**PROVIDED PASSAGE**:
*** Begin section ***

The further to the left or the right you move, the more your lens on life distorts.

Tuesday, October 14, 2014


It may be naive, but most Americans have historically trusted the federal government to act responsibly and ethically in most matters. Sure, politics is always in the background and inefficiency and sometimes, outright incompetence, are not unknown, but we've all trusted the feds to be generally responsible and ethical. Until now.

Over the past six years, responsibility and ethics have dissipated. This president and his direct reports have lied and stonewalled repeatedly on matters of major concern—healthcare legislation, the IRS, the threat of terrorism, the attack on the embassy in Libya, gun-running operations in Mexico, the economy. the Secret Service scandals, and dozens of other instances. In every case, politics trumps transparency, spin trumps the truth, and partisan positions trump ethical behavior.

Is it any wonder that the public is skittish, very skittish, about the Ebola threat, because even the CDC is now perceived as a partisan mouthpiece for a hyperpartisan administration? Is it the least surprising that virtully no one believes the administrations claims that the "air campaign" against ISIS is showing meaningful results?

*** End section ***

**DATA EXTRACT**:
*** Begin section ***

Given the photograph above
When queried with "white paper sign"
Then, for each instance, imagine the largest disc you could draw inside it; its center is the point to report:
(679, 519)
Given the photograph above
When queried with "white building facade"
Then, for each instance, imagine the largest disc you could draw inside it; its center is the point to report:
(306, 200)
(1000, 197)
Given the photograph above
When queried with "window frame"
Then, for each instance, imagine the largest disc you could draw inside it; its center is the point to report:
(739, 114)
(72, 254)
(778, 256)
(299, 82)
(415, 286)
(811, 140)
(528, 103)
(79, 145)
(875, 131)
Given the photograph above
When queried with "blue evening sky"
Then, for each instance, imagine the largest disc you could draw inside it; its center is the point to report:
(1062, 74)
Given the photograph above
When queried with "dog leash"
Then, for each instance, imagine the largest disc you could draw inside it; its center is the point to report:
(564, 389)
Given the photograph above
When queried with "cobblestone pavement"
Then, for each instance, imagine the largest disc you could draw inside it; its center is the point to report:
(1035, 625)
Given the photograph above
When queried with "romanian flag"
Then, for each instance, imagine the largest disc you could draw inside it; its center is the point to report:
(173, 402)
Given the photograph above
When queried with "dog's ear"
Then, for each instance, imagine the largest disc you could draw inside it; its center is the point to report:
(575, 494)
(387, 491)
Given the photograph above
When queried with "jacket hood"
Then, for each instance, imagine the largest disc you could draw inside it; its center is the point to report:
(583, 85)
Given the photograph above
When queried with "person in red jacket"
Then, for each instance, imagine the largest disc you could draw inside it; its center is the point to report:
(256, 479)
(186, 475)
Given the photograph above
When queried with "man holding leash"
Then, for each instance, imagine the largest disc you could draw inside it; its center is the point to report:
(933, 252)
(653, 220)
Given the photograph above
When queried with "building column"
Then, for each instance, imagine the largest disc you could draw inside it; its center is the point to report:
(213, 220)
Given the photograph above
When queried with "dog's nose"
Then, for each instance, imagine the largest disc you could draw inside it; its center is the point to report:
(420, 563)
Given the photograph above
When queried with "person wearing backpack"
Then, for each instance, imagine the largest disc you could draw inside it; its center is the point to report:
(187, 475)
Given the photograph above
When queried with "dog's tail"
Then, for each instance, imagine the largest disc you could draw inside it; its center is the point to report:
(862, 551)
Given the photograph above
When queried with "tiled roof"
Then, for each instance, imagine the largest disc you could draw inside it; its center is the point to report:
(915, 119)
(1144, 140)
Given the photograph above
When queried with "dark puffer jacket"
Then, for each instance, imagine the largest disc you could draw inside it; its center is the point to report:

*** End section ***

**WORK ITEM A**:
Check each statement against the blog post about trust in the federal government, and answer yes or no, quoting the words of the post that decide it.
(i) The post says that most Americans have historically trusted the federal government to act responsibly and ethically in most matters.
(ii) The post says that the CDC is seen as independent of the administration.
(iii) The post says that responsibility and ethics have dissipated over the past ten years.
**WORK ITEM B**: Carry on the blog post about trust in the federal government for a paragraph or two, starting after its final sentence.

**EXERCISE ANSWER A**:
(i) Yes: "most Americans have historically trusted the federal government to act responsibly and ethically in most matters"
(ii) No: "even the CDC is now perceived as a partisan mouthpiece for a hyperpartisan administration"
(iii) No: "Over the past six years, responsibility and ethics have dissipated."

**EXERCISE ANSWER B**:
The IRS, CDC, and even the military were once perceived as above politics. Now their reputations have been sullied by what many believe is administration pressure to put a positive spin on bad news. It's uncomfortable to watch military flag officers squirm as they try to defend a "strategy" (crafted by political hacks in the Obama administration) that is obviously flawed. It's concerning to watch CDC officials work hard to suppress public anxiety, but then have to change their story on a daily basis.

For example, reports have surfaced that the final report on Bowe Bergdahl, the alleged army deserter who Obama traded for five Taliban commanders, has been suppressed at the request of the White House. The real tragedy is that no one is surprised—this is SOP for this administration. But the problem is, it dirties the military and erodes trust.

Mathew Continetti writes about the Ebola threat but actually finds a core truth with respect to the federal government in the age of Obama:
It is not Ebola I am afraid of. It is our government’s ability to deal with Ebola.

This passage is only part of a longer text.